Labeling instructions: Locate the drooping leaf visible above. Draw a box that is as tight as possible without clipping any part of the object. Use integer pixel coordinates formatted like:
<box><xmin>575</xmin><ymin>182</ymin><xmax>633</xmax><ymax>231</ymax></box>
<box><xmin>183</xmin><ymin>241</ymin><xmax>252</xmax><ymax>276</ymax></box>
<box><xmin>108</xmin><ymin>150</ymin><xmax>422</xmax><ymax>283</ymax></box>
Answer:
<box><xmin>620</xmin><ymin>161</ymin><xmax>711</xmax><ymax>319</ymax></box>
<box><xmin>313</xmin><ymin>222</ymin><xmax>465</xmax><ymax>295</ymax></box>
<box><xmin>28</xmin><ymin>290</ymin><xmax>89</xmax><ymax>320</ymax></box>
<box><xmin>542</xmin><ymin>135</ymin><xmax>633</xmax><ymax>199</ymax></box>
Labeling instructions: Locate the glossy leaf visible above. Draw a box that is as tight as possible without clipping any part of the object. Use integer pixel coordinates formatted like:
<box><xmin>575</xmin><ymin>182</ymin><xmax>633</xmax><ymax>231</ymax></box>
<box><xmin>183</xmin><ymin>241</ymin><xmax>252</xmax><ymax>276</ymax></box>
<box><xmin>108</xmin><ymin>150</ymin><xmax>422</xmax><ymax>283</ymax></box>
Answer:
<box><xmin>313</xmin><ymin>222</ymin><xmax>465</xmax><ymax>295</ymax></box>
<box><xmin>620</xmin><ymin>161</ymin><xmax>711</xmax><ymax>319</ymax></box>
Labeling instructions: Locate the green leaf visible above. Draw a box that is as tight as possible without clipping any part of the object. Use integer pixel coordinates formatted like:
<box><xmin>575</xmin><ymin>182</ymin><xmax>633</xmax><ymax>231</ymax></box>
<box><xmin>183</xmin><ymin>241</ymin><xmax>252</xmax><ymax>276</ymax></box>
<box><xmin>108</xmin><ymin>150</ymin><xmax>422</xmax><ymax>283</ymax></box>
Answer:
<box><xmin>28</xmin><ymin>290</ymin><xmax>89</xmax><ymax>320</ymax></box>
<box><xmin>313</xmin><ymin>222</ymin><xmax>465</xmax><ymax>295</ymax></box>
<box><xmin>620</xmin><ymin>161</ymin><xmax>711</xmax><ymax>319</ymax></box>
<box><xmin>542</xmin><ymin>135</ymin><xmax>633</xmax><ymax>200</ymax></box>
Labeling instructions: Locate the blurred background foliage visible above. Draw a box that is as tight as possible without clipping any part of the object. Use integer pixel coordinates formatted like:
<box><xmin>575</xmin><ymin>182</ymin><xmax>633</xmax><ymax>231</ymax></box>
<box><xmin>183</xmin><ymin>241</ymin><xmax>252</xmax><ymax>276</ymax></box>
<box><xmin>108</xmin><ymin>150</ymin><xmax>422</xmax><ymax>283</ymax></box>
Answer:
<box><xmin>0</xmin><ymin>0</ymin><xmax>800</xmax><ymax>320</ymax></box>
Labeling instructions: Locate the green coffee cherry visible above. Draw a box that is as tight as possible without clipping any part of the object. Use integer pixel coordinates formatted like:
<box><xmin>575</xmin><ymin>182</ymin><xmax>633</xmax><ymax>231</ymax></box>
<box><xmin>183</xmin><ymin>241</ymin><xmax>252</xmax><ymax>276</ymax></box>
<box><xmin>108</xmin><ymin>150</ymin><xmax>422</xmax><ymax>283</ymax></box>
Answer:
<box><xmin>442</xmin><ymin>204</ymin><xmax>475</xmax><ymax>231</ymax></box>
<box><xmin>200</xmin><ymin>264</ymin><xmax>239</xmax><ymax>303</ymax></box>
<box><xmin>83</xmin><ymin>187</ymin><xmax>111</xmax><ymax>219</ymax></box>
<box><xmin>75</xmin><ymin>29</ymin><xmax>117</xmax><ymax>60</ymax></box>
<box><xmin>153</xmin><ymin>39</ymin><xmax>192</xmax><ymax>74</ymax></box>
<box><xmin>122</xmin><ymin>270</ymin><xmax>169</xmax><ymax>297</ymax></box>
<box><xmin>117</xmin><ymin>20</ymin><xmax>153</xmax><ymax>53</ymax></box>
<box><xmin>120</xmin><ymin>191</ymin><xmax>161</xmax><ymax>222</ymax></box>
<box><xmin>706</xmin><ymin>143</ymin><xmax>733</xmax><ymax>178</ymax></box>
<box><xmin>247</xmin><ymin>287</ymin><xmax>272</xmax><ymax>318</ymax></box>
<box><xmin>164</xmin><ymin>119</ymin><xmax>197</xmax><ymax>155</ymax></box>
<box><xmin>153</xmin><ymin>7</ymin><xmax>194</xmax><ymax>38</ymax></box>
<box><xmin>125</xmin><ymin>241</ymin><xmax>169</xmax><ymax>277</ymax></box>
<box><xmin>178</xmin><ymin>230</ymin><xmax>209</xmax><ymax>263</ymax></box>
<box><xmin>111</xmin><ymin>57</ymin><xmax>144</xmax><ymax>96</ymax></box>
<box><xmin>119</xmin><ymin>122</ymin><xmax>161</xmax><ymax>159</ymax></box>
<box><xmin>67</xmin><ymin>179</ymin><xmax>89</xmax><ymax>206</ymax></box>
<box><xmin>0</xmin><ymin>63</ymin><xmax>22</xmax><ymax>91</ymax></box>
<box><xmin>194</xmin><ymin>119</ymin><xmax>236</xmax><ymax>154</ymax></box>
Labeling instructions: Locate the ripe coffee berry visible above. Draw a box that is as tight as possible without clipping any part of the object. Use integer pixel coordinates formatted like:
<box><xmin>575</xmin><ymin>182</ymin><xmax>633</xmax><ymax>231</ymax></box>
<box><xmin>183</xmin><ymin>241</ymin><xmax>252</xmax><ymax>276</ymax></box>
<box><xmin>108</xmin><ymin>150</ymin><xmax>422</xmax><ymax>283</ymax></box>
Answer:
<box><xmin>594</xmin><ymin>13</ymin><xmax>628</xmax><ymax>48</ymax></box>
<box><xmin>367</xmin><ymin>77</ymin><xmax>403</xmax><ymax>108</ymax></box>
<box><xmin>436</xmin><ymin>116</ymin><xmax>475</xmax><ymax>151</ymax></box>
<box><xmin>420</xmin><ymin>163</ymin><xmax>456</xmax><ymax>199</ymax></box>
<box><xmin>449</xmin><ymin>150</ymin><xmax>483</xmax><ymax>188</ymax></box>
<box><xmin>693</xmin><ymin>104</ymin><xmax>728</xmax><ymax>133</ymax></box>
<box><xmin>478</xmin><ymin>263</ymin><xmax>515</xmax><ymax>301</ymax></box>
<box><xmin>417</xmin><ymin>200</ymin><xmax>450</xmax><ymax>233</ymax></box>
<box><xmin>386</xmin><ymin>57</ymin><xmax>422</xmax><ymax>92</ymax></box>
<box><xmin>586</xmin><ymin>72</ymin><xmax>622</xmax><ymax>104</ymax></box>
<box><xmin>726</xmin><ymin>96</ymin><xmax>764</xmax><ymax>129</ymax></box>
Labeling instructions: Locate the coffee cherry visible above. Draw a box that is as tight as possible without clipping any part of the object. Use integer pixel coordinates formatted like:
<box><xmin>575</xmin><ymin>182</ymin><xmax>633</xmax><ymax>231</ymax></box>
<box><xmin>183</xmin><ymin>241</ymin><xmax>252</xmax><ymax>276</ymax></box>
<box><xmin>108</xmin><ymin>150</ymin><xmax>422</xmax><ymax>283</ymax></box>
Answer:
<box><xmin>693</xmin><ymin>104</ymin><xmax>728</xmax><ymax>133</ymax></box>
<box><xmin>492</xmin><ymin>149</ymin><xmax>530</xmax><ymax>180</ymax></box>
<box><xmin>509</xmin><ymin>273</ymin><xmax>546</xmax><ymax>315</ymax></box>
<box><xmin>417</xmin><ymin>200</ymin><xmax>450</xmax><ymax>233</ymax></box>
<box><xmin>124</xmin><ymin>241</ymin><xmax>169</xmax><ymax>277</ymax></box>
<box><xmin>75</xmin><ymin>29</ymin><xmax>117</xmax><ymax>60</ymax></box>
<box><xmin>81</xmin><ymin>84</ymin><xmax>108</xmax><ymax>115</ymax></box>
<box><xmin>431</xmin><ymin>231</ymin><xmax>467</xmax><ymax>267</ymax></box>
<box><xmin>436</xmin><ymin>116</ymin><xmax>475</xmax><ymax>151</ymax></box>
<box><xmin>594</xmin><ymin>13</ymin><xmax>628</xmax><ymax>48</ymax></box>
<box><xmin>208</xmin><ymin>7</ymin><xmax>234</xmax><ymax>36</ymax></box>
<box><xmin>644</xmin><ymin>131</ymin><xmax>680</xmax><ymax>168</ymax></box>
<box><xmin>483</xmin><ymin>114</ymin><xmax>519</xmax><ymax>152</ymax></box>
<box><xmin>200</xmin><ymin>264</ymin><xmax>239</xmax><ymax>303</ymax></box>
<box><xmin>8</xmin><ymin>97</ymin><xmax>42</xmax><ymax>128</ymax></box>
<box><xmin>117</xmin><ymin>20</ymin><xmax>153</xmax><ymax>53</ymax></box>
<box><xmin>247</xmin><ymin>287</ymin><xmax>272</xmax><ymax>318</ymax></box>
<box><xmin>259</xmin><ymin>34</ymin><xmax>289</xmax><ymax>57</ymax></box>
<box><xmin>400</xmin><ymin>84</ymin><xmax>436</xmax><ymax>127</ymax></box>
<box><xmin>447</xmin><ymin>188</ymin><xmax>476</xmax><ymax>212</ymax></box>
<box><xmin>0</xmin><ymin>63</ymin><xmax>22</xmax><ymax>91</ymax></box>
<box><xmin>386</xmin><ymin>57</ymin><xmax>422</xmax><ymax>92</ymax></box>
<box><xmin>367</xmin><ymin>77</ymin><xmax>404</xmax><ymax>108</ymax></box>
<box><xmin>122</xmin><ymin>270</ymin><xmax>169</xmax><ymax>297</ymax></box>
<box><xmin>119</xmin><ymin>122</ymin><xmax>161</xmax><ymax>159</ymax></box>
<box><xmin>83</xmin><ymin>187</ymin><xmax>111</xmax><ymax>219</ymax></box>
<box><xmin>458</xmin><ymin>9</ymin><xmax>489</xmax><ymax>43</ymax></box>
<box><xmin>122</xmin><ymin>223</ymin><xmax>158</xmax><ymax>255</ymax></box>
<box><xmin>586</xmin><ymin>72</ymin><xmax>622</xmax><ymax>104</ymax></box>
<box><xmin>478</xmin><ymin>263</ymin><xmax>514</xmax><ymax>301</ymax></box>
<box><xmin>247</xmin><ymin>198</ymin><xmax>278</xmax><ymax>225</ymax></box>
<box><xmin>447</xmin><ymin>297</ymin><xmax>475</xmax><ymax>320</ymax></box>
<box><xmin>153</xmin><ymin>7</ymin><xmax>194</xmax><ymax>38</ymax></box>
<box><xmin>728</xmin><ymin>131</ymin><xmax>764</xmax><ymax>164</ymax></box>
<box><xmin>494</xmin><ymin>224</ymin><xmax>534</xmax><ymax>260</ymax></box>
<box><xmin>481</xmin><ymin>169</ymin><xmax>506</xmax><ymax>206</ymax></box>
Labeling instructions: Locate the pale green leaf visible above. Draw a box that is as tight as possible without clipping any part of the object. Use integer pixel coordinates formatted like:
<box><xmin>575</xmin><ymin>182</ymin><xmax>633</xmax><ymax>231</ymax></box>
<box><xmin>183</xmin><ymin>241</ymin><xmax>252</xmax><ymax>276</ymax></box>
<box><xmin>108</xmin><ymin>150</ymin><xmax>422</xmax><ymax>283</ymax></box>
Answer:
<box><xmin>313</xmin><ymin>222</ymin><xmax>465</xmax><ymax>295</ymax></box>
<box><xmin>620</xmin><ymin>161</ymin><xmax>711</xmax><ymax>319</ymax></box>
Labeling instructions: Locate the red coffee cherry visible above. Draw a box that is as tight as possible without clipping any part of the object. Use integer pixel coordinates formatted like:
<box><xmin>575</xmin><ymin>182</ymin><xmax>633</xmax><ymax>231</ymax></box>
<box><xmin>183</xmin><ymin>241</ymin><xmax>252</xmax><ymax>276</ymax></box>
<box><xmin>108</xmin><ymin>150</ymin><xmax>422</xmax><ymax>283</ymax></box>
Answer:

====

**What you have to do**
Find every line in the material above that contains the word "green" and copy each of those lines in full.

**The reply**
Labeling instructions: Locate the green leaf visible above. Draw a box that is as tight as possible without clipping any part of the object. Use integer pixel coordinates formatted like:
Labeling instructions: Locate the green coffee cherry visible above. Draw a box that is as tight as possible without clipping any part of the object. Use integer pixel coordinates formatted like:
Labeling instructions: Locate the pale green leaf visible above. Draw a box that is as tight as possible without clipping any part of the object. Use integer pixel coordinates formatted like:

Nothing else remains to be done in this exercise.